### DOELSTELLINGEN
1) Geef voor elk van de volgende uitspraken aan of die overeenkomt met de samenvatting van het kort geding, met ja of nee en de beslissende woorden uit de samenvatting letterlijk geciteerd: (a) De Gemeente Utrecht heeft de bruikleenovereenkomsten per 1 januari 2012 opgezegd. (b) De gedaagden moeten het pand binnen veertien dagen na betekening van het vonnis ontruimen. (c) De proceskosten zijn begroot op € 1.304,28.
2) Werk het deel van de rijen bij dat begint bij de eerste rij en eindigt met de rij die "258, 135, 300, 200" bevat, beide inbegrepen, door "fir tree" te vervangen door "pine tree". Geef alleen die rijen terug en laat de rest ongewijzigd.

ECLI:NL:RBUTR:2012:BV2382

Rechtbank Utrecht

Datum uitspraak
1 februari 2012
Publicatiedatum
5 april 2013
Zaaknummer
317677 / KG ZA 11-1019
Instantie
Rechtbank Utrecht
Type
Uitspraak
Rechtsgebied
Civiel recht
Procedures
  • Kort geding
Vindplaatsen
  • Rechtspraak.nl
AI samenvatting door LexboostAutomatisch gegenereerd

Ontruiming na beëindiging bruikleenovereenkomst door Gemeente Utrecht

In deze zaak heeft de Gemeente Utrecht in kort geding een vordering ingesteld tot ontruiming van een pand na beëindiging van een bruikleenovereenkomst. De Gemeente heeft op 29 november 2011 aan de betrokken partijen meegedeeld dat de bruikleenovereenkomsten per 1 januari 2012 zijn opgezegd. De gedaagden, die het pand in gebruik hadden, weigerden echter om het pand te ontruimen, ondanks hun verplichting hiertoe op basis van de overeenkomsten met de Gemeente. De voorzieningenrechter heeft vastgesteld dat de vordering van de Gemeente niet onrechtmatig of ongegrond was en heeft deze toegewezen. De rechter heeft de gedaagden veroordeeld om binnen zeven dagen na betekening van het vonnis het pand te ontruimen en de sleutels aan de Gemeente te overhandigen. Tevens zijn de gedaagden in de proceskosten veroordeeld, die zijn begroot op € 1.304,28. Het vonnis is uitgesproken op 1 februari 2012 door mr. R.C. Hartendorp.

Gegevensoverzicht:
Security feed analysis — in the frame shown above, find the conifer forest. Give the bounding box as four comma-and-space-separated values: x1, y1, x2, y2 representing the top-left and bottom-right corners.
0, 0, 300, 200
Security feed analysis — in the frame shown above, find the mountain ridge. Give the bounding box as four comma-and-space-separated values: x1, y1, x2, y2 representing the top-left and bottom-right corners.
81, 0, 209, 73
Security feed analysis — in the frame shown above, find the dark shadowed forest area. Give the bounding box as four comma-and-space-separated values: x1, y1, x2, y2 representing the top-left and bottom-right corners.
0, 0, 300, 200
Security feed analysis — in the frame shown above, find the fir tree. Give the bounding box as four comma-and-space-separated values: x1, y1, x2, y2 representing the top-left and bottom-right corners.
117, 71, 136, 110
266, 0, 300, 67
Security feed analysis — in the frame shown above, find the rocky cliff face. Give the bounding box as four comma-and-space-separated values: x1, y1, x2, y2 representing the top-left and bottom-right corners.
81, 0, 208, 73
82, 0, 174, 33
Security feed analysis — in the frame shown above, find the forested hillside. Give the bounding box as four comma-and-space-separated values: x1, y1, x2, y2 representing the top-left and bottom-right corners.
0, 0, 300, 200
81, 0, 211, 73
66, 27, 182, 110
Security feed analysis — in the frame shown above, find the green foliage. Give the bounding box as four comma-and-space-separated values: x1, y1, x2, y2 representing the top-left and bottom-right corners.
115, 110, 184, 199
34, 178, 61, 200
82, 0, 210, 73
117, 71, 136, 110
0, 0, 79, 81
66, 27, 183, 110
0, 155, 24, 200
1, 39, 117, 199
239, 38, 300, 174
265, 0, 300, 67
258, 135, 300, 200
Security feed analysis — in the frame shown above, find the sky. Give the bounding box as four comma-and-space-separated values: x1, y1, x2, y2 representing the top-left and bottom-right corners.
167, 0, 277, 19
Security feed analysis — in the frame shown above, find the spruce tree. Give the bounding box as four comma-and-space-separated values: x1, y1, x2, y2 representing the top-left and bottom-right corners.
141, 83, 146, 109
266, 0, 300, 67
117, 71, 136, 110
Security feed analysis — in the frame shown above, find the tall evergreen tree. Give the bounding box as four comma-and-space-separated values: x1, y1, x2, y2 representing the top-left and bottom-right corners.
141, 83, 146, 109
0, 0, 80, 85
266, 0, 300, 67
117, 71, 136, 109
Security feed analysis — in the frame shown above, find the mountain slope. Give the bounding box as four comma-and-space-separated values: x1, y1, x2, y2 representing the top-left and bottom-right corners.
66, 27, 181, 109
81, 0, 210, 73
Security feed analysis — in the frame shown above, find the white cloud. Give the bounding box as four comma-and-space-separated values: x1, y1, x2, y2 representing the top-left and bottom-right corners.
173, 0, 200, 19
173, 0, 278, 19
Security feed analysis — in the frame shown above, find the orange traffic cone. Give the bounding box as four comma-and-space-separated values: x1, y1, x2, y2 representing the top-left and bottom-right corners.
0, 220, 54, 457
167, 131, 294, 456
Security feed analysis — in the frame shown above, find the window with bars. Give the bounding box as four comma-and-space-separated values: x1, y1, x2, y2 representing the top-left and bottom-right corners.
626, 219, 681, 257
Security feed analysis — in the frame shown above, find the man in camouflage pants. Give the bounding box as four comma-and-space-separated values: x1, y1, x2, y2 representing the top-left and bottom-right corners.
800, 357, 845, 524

### ANTWOORDEN
1)
(a) Ja: "dat de bruikleenovereenkomsten per 1 januari 2012 zijn opgezegd".
(b) Nee: "binnen zeven dagen na betekening van het vonnis het pand te ontruimen".
(c) Ja: "die zijn begroot op € 1.304,28".

2)
Security feed analysis — in the frame shown above, find the conifer forest. Give the bounding box as four comma-and-space-separated values: x1, y1, x2, y2 representing the top-left and bottom-right corners.
0, 0, 300, 200
Security feed analysis — in the frame shown above, find the mountain ridge. Give the bounding box as four comma-and-space-separated values: x1, y1, x2, y2 representing the top-left and bottom-right corners.
81, 0, 209, 73
Security feed analysis — in the frame shown above, find the dark shadowed forest area. Give the bounding box as four comma-and-space-separated values: x1, y1, x2, y2 representing the top-left and bottom-right corners.
0, 0, 300, 200
Security feed analysis — in the frame shown above, find the pine tree. Give the bounding box as four comma-and-space-separated values: x1, y1, x2, y2 representing the top-left and bottom-right corners.
117, 71, 136, 110
266, 0, 300, 67
Security feed analysis — in the frame shown above, find the rocky cliff face. Give the bounding box as four comma-and-space-separated values: x1, y1, x2, y2 representing the top-left and bottom-right corners.
81, 0, 208, 73
82, 0, 174, 33
Security feed analysis — in the frame shown above, find the forested hillside. Give the bounding box as four comma-and-space-separated values: x1, y1, x2, y2 representing the top-left and bottom-right corners.
0, 0, 300, 200
81, 0, 211, 73
66, 27, 182, 110
Security feed analysis — in the frame shown above, find the green foliage. Give the bounding box as four comma-and-space-separated values: x1, y1, x2, y2 representing the top-left and bottom-right corners.
115, 110, 184, 199
34, 178, 61, 200
82, 0, 210, 73
117, 71, 136, 110
0, 0, 79, 81
66, 27, 183, 110
0, 155, 24, 200
1, 39, 117, 199
239, 38, 300, 174
265, 0, 300, 67
258, 135, 300, 200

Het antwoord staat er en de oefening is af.